▸ TO DO:
In the Lyme disease article below, who confirmed the disease's bacterial cause, and in what year?

PASSAGE TO READ START

July 29, 2019
Does Chronic Lyme Disease Really Exist?
By Michael D. Shaw
Lyme disease is a tick-borne bacterial infection, first identified in 1975, named for the region of Lyme/Old Lyme in Connecticut where it was first observed. In the early 1970s, several children and adults presented with a pattern of symptoms, including swollen knees, paralysis, skin rashes (erythema migrans), headaches, and severe chronic fatigue. Before its bacterial etiology was confirmed in 1981 by Willy Burgdorfer, it was thought to be some form of rheumatoid arthritis.
As such, the disease was originally identified by Allan Steere, Stephen Malawista, et al. as “Lyme Arthritis.” The primary infectious species involved is Borrelia burgdorferi, with B. mayonii in the upper Midwest, and B. afzelii and B. garinii in Europe and Asia.
While the disease has been seen in every part of the US, 95 percent of all cases are confined to these 14 states: Connecticut, Delaware, Maine, Maryland, Massachusetts, Minnesota, New Hampshire, New Jersey, New York, Pennsylvania, Rhode Island, Vermont, Virginia, and Wisconsin.

PASSAGE TO READ END
PROVIDED RECORDS START

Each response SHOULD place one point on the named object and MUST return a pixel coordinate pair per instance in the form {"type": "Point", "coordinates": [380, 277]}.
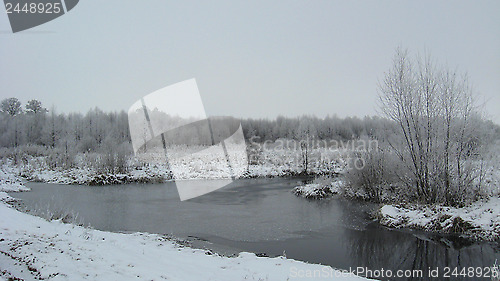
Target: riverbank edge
{"type": "Point", "coordinates": [36, 248]}
{"type": "Point", "coordinates": [478, 222]}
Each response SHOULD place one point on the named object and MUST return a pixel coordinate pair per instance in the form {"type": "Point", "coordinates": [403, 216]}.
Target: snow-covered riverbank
{"type": "Point", "coordinates": [479, 221]}
{"type": "Point", "coordinates": [34, 248]}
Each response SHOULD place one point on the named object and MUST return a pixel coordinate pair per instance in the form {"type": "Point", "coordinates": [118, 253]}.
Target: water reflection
{"type": "Point", "coordinates": [263, 216]}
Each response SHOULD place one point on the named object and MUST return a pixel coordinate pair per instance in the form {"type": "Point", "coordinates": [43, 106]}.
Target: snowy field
{"type": "Point", "coordinates": [480, 221]}
{"type": "Point", "coordinates": [204, 164]}
{"type": "Point", "coordinates": [32, 248]}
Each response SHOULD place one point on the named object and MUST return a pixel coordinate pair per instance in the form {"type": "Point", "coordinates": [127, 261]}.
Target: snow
{"type": "Point", "coordinates": [317, 190]}
{"type": "Point", "coordinates": [9, 182]}
{"type": "Point", "coordinates": [188, 163]}
{"type": "Point", "coordinates": [480, 220]}
{"type": "Point", "coordinates": [53, 250]}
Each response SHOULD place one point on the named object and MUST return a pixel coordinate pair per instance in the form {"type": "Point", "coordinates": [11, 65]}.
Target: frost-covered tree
{"type": "Point", "coordinates": [11, 106]}
{"type": "Point", "coordinates": [35, 107]}
{"type": "Point", "coordinates": [436, 114]}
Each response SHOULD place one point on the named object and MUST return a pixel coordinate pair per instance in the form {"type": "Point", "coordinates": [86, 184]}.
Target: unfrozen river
{"type": "Point", "coordinates": [263, 216]}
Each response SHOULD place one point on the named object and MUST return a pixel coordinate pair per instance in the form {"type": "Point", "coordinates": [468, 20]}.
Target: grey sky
{"type": "Point", "coordinates": [250, 59]}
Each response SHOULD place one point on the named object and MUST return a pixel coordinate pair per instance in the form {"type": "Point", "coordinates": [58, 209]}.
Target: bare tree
{"type": "Point", "coordinates": [35, 106]}
{"type": "Point", "coordinates": [434, 110]}
{"type": "Point", "coordinates": [11, 106]}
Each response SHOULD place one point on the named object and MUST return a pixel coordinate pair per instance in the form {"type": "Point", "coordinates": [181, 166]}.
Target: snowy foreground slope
{"type": "Point", "coordinates": [31, 247]}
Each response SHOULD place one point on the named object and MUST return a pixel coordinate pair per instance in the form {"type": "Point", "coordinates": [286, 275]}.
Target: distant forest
{"type": "Point", "coordinates": [34, 125]}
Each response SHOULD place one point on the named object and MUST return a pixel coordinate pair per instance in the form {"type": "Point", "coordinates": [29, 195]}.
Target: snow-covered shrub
{"type": "Point", "coordinates": [377, 179]}
{"type": "Point", "coordinates": [320, 188]}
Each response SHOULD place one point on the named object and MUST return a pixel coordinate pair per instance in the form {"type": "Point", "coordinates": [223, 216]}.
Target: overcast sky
{"type": "Point", "coordinates": [250, 58]}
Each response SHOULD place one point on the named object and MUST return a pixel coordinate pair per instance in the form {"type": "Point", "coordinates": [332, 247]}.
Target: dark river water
{"type": "Point", "coordinates": [263, 216]}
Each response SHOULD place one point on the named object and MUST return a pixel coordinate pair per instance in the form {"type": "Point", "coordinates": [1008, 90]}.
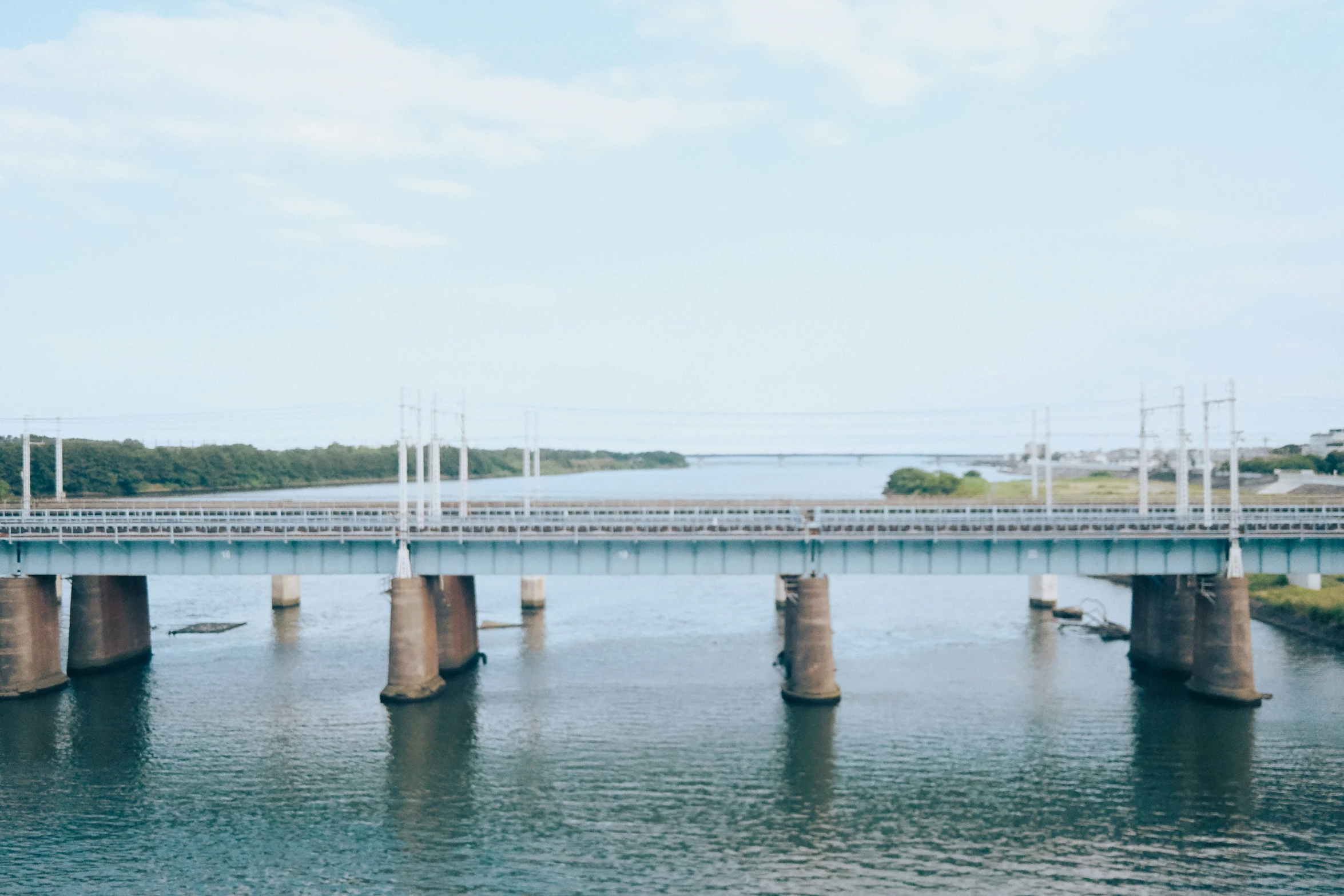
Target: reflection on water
{"type": "Point", "coordinates": [809, 758]}
{"type": "Point", "coordinates": [284, 625]}
{"type": "Point", "coordinates": [429, 770]}
{"type": "Point", "coordinates": [109, 731]}
{"type": "Point", "coordinates": [29, 734]}
{"type": "Point", "coordinates": [1191, 758]}
{"type": "Point", "coordinates": [632, 739]}
{"type": "Point", "coordinates": [534, 632]}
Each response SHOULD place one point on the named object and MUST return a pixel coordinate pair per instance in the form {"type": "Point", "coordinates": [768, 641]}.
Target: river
{"type": "Point", "coordinates": [632, 740]}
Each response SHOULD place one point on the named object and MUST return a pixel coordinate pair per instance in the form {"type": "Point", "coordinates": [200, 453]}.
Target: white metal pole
{"type": "Point", "coordinates": [527, 459]}
{"type": "Point", "coordinates": [1233, 461]}
{"type": "Point", "coordinates": [27, 469]}
{"type": "Point", "coordinates": [1143, 455]}
{"type": "Point", "coordinates": [1234, 521]}
{"type": "Point", "coordinates": [536, 449]}
{"type": "Point", "coordinates": [402, 521]}
{"type": "Point", "coordinates": [420, 463]}
{"type": "Point", "coordinates": [61, 465]}
{"type": "Point", "coordinates": [436, 472]}
{"type": "Point", "coordinates": [1050, 469]}
{"type": "Point", "coordinates": [463, 507]}
{"type": "Point", "coordinates": [1208, 468]}
{"type": "Point", "coordinates": [1035, 452]}
{"type": "Point", "coordinates": [1182, 457]}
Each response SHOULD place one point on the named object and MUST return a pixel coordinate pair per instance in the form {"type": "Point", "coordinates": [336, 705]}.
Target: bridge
{"type": "Point", "coordinates": [662, 537]}
{"type": "Point", "coordinates": [1191, 605]}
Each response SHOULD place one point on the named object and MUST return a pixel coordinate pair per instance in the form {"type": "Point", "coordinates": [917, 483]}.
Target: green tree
{"type": "Point", "coordinates": [910, 480]}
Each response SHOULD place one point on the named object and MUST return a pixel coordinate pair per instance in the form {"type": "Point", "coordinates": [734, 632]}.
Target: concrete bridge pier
{"type": "Point", "coordinates": [284, 591]}
{"type": "Point", "coordinates": [1162, 626]}
{"type": "Point", "coordinates": [809, 666]}
{"type": "Point", "coordinates": [30, 636]}
{"type": "Point", "coordinates": [1222, 656]}
{"type": "Point", "coordinates": [534, 593]}
{"type": "Point", "coordinates": [1043, 591]}
{"type": "Point", "coordinates": [413, 643]}
{"type": "Point", "coordinates": [109, 622]}
{"type": "Point", "coordinates": [455, 610]}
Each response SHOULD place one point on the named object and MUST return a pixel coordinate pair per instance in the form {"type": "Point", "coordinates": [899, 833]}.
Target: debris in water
{"type": "Point", "coordinates": [1095, 621]}
{"type": "Point", "coordinates": [208, 628]}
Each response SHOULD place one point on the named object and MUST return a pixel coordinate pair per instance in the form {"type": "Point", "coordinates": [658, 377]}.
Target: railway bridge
{"type": "Point", "coordinates": [1191, 604]}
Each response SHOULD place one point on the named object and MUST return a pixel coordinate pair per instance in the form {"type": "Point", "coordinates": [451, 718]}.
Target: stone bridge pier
{"type": "Point", "coordinates": [432, 633]}
{"type": "Point", "coordinates": [30, 636]}
{"type": "Point", "coordinates": [1195, 628]}
{"type": "Point", "coordinates": [109, 622]}
{"type": "Point", "coordinates": [808, 663]}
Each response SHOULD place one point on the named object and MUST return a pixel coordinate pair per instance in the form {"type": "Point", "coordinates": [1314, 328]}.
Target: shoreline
{"type": "Point", "coordinates": [1297, 622]}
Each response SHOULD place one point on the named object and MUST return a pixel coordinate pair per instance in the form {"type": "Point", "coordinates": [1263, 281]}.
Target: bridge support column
{"type": "Point", "coordinates": [809, 667]}
{"type": "Point", "coordinates": [1222, 656]}
{"type": "Point", "coordinates": [109, 622]}
{"type": "Point", "coordinates": [30, 636]}
{"type": "Point", "coordinates": [534, 593]}
{"type": "Point", "coordinates": [413, 643]}
{"type": "Point", "coordinates": [284, 591]}
{"type": "Point", "coordinates": [455, 609]}
{"type": "Point", "coordinates": [1162, 628]}
{"type": "Point", "coordinates": [1043, 591]}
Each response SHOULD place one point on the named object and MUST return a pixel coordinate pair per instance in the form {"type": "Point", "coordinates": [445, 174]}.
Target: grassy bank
{"type": "Point", "coordinates": [1097, 489]}
{"type": "Point", "coordinates": [94, 468]}
{"type": "Point", "coordinates": [1326, 606]}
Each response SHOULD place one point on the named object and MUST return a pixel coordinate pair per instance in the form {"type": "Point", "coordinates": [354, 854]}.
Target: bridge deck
{"type": "Point", "coordinates": [666, 537]}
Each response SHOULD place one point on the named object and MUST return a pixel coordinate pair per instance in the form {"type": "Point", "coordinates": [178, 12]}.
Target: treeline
{"type": "Point", "coordinates": [1333, 463]}
{"type": "Point", "coordinates": [910, 480]}
{"type": "Point", "coordinates": [96, 468]}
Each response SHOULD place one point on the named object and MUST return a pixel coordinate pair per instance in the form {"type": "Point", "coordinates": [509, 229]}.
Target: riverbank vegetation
{"type": "Point", "coordinates": [1324, 606]}
{"type": "Point", "coordinates": [96, 468]}
{"type": "Point", "coordinates": [1082, 489]}
{"type": "Point", "coordinates": [910, 480]}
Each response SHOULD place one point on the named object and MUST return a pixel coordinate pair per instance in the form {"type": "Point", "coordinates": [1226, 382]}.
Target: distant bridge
{"type": "Point", "coordinates": [859, 457]}
{"type": "Point", "coordinates": [669, 537]}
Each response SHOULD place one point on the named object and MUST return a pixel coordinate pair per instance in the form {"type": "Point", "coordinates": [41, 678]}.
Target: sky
{"type": "Point", "coordinates": [690, 225]}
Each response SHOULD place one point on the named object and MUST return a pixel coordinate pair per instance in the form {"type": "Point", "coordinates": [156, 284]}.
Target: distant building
{"type": "Point", "coordinates": [1323, 444]}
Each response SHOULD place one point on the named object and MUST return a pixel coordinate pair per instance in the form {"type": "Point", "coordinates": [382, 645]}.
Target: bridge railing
{"type": "Point", "coordinates": [495, 523]}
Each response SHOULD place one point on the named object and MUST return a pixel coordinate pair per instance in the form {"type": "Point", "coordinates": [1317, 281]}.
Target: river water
{"type": "Point", "coordinates": [632, 740]}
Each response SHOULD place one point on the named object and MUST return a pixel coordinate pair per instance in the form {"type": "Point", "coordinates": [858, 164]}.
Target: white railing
{"type": "Point", "coordinates": [738, 520]}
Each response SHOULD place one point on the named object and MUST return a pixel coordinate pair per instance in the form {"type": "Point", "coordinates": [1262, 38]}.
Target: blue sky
{"type": "Point", "coordinates": [807, 210]}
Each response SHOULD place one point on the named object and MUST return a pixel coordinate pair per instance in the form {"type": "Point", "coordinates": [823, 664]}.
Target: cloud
{"type": "Point", "coordinates": [390, 237]}
{"type": "Point", "coordinates": [311, 79]}
{"type": "Point", "coordinates": [890, 50]}
{"type": "Point", "coordinates": [826, 135]}
{"type": "Point", "coordinates": [1223, 229]}
{"type": "Point", "coordinates": [437, 187]}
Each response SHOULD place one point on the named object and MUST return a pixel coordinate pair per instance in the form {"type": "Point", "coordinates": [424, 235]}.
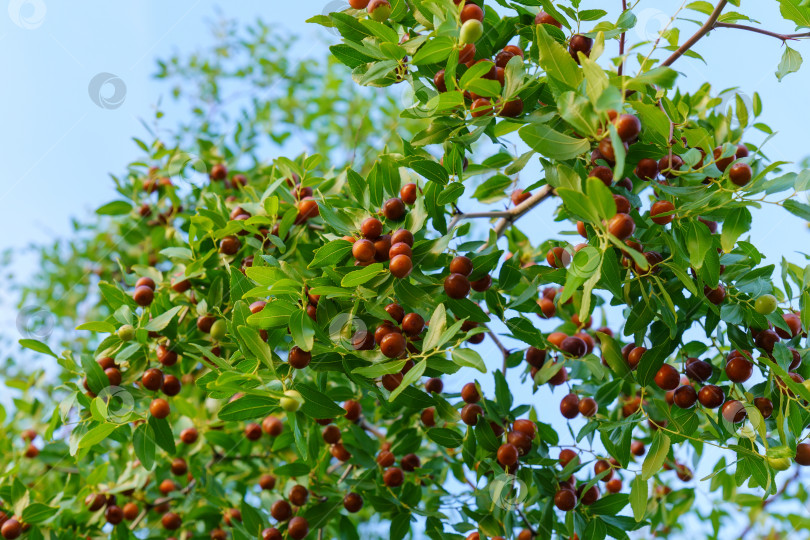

PROVIDED RECORDS END

▸ RESULT BELOW:
Willy Burgdorfer, in 1981.